*** Provided records Section Begins ***

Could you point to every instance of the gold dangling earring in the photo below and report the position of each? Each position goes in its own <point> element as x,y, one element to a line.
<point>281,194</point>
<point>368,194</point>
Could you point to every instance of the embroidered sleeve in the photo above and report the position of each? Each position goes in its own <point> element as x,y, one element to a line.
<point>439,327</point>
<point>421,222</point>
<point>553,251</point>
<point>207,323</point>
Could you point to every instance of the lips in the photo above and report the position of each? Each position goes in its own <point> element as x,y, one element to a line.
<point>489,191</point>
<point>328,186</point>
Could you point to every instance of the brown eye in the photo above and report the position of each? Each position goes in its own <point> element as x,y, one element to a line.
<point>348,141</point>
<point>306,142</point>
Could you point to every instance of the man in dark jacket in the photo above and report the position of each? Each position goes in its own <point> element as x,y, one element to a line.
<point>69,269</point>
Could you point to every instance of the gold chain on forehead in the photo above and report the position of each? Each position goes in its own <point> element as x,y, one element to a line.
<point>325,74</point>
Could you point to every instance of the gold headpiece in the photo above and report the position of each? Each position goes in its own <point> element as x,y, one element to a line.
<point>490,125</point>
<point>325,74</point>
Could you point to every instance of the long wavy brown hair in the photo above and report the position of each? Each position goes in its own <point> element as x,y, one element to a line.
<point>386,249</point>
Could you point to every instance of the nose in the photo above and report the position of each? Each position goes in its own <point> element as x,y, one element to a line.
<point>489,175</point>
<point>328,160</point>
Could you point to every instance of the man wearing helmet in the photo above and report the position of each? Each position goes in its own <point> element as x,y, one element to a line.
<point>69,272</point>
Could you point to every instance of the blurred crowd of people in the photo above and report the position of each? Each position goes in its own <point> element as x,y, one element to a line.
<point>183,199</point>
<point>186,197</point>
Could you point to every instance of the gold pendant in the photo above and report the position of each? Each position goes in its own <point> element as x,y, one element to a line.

*** Provided records Section Ends ***

Requirement → Copy the records above exactly as written.

Task solution →
Could you point to every instance of the gold dangling earring in the photo below and report the position of each? Each position goes in its own <point> element as x,y, one element to a line.
<point>281,194</point>
<point>368,194</point>
Could you point to every instance of the embroidered sleeve in the photo above and report the position of each? Each position goes in its own <point> element as x,y, one element to a line.
<point>439,327</point>
<point>421,222</point>
<point>553,251</point>
<point>207,323</point>
Could you point to every instance of the lips in the photo above and report the position of each? Each position goes in its own <point> element as x,y, one element to a line.
<point>489,191</point>
<point>328,186</point>
Could you point to every instance of the brown eye in the photo above and report the position of each? Each position goes in its own <point> element as x,y, one element to a line.
<point>348,141</point>
<point>306,142</point>
Could you point to every instance of the man in dark jacket in the photo above and report the position of each? Each position goes in its own <point> element as x,y, one element to a line.
<point>69,269</point>
Could you point to every instance of the gold chain on forehead in the photo above and report the position of each? Each position goes in its own <point> element as x,y, one element to a line.
<point>325,74</point>
Could you point to every instance of the gold headpiece in the photo above and report the position of each? Each position goes in its own <point> element as x,y, one element to a line.
<point>490,125</point>
<point>325,74</point>
Could you point to every instance of the long wavy brown hair in the photo above and report the position of each? Each position goes in its own <point> element as x,y, one element to a line.
<point>386,249</point>
Could you point to every instance of the nose in the photo above and report the position of each? Each position goes in its own <point> element as x,y, one element to a line.
<point>489,175</point>
<point>328,160</point>
Could you point to every instance of the man wearing helmet in the photo above and report the position of each? Each position goes in its own <point> element as x,y, one element to a line.
<point>69,272</point>
Could you point to every instance of the blurred crowd of people in the photo above and report the position of each? Each position goes in its own <point> element as x,y, one element to a line.
<point>183,199</point>
<point>186,197</point>
Could you point to every instance of the gold pendant in the photo above and report the position of each? Each position goes in its own <point> element as x,y, one element to a line.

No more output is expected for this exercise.